● Entries supplied
━━━━

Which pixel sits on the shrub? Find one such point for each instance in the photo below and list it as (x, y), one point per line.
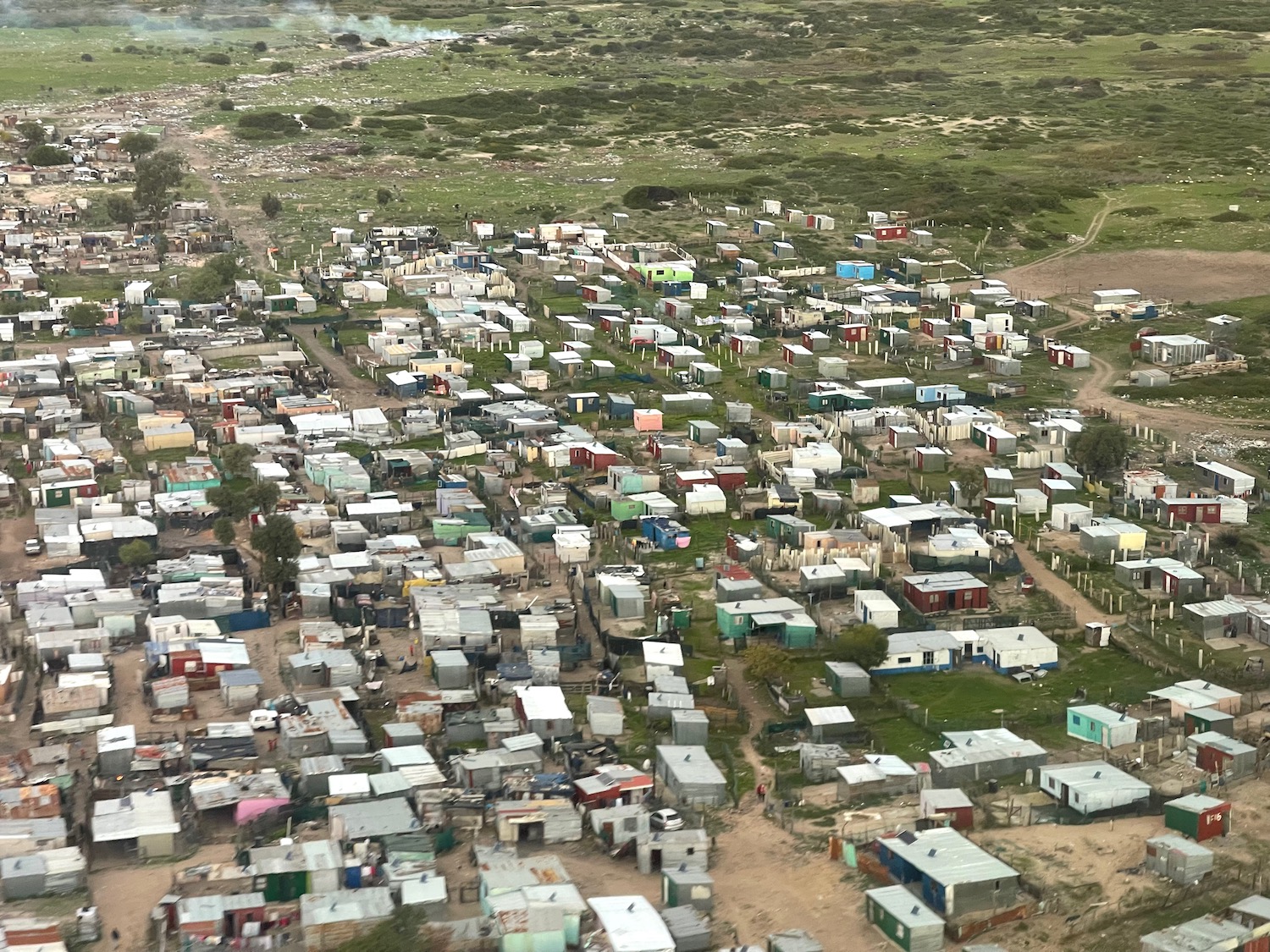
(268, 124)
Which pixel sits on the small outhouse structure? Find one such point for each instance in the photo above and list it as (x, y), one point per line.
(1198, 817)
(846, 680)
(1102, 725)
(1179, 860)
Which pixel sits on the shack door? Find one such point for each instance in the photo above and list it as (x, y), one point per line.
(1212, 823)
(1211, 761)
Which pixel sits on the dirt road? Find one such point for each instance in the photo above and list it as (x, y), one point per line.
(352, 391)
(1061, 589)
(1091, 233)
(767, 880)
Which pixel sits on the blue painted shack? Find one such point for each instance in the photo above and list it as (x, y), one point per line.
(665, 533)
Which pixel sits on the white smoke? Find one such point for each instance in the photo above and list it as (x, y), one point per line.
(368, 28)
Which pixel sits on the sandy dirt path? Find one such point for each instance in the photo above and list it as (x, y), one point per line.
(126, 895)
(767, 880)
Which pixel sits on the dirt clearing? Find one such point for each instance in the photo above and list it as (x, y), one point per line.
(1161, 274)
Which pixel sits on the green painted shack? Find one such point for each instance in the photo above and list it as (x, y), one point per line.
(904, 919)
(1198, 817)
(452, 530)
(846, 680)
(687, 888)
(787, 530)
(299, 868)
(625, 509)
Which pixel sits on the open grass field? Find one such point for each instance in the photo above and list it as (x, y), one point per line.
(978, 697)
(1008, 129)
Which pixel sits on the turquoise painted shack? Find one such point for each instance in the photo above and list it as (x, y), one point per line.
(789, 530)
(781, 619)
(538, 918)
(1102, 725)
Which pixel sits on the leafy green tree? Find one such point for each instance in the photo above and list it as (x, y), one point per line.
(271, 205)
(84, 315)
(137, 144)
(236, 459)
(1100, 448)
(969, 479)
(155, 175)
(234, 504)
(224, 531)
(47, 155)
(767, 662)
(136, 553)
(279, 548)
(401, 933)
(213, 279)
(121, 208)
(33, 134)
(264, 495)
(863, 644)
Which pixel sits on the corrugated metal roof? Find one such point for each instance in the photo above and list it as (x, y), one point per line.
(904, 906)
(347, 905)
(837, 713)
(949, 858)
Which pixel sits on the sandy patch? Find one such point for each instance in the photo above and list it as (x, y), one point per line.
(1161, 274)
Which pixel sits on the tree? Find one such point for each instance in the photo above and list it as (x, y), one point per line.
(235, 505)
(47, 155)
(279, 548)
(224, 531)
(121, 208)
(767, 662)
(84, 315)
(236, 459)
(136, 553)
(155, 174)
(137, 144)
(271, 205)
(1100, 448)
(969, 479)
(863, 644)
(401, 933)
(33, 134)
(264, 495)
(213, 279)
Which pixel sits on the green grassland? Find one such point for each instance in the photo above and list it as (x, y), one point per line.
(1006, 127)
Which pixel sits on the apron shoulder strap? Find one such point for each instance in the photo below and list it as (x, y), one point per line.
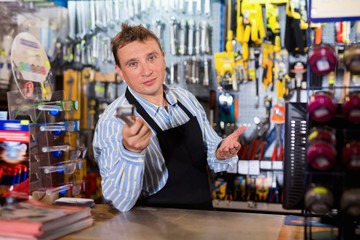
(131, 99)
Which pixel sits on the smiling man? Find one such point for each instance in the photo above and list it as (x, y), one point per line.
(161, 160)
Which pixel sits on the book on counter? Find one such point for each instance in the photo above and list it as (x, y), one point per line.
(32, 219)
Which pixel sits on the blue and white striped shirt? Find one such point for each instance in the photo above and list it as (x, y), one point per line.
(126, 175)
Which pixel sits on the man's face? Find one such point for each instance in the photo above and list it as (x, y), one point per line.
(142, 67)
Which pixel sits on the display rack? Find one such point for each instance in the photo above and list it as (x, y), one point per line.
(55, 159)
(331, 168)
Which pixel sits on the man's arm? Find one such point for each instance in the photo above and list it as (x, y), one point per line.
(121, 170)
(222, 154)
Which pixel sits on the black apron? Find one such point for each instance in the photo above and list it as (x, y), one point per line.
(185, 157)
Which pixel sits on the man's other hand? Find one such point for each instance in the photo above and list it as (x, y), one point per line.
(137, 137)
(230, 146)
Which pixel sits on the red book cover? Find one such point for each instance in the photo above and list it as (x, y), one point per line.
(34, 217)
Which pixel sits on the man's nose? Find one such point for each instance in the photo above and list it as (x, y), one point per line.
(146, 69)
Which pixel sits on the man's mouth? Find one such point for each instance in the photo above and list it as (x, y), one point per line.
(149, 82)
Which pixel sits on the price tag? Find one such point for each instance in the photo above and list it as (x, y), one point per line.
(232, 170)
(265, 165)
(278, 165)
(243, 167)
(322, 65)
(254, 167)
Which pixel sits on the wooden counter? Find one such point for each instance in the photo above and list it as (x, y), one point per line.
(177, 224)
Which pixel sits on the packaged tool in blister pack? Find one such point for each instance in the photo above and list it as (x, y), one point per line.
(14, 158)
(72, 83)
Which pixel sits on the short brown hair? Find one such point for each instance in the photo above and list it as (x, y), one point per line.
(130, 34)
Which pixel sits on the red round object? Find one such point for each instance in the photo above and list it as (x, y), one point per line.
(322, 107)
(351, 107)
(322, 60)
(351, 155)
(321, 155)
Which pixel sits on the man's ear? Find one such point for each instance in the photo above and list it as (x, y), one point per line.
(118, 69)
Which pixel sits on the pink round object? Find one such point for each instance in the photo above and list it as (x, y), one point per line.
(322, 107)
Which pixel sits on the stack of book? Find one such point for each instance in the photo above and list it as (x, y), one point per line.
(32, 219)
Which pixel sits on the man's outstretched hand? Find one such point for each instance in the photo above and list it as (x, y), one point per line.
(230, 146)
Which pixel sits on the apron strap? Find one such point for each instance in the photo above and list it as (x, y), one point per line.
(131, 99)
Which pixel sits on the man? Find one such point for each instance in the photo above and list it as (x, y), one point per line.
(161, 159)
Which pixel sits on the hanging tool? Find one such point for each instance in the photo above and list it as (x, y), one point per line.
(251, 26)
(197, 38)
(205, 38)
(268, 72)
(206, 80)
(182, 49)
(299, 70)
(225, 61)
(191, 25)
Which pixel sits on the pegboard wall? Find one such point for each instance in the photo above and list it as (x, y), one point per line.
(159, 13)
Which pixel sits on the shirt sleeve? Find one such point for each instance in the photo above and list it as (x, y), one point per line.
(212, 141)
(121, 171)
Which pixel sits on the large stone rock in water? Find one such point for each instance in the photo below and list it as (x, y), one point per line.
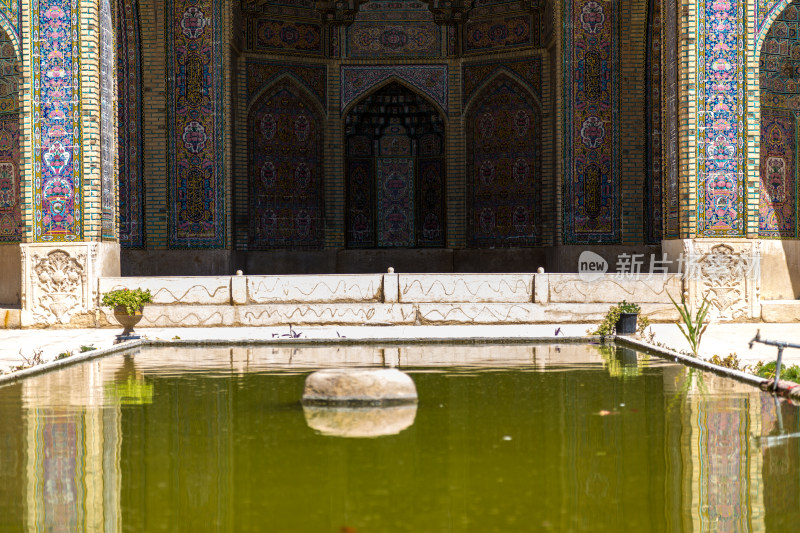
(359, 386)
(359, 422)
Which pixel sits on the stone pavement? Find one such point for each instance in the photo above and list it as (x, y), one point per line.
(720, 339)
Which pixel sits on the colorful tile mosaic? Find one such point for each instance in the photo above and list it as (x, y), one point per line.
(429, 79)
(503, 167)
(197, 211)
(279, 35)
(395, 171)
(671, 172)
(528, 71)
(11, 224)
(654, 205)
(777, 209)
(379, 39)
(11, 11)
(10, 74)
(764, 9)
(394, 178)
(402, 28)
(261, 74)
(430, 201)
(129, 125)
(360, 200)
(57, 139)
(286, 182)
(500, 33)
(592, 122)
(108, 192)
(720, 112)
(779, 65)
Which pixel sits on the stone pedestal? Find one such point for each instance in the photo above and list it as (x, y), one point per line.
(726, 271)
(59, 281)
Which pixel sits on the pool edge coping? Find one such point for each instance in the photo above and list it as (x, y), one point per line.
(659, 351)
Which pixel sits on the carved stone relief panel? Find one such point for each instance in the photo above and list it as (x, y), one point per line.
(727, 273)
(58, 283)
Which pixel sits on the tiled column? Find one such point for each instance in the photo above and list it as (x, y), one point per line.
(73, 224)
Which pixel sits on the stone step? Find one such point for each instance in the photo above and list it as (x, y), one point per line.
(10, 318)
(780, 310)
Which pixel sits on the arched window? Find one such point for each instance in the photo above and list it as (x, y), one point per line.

━━━━

● Task prompt
Write out the listing word for word, starting with its first line and going on through the line with "(1008, 129)", and leave the pictures out.

● Result for this task
Which pixel sits on the shrub? Find one such point for each instance in the photo below and list it as (x, y), one point per line.
(268, 124)
Which pixel sits on the small outhouse structure? Find one such point for each instance in the photo above and list it as (x, y), one point per line.
(1198, 817)
(846, 680)
(1102, 725)
(1179, 860)
Which pixel sits on the shack door? Find one such point for each instance in the photo above and list it as (x, y), one point per line.
(1212, 823)
(1211, 761)
Which pixel sits on the dirt road? Find one such point for each instance in the photo above and list it as (x, y), one point per line.
(352, 391)
(1061, 589)
(1091, 233)
(767, 880)
Which pixel sits on the blue painted shack? Find one such point for each instance in the photo above and list it as (x, y), one point per line.
(665, 533)
Which pixel sits on the white smoke? Find one such point for each instance in the photo above and list it as (x, y), one point per line.
(368, 28)
Which pixel sits on the sandy dirt path? Find one such point for each instance in the photo above and list it as (x, y), one point per line.
(126, 895)
(767, 880)
Which pixel sits on the dirt clearing? Find one such point for each instance in the photo above and list it as (x, y), one point per line.
(1161, 274)
Which pixel sits on the green painted shack? Find one such point for each instance in the photo above and list it as (x, y), one point per line.
(904, 919)
(1198, 817)
(452, 530)
(846, 680)
(687, 888)
(787, 530)
(299, 868)
(625, 509)
Which pixel sits on the open grass field? Find one such point for each instance in the photo above and list it as (x, y), one point per line.
(978, 697)
(1008, 129)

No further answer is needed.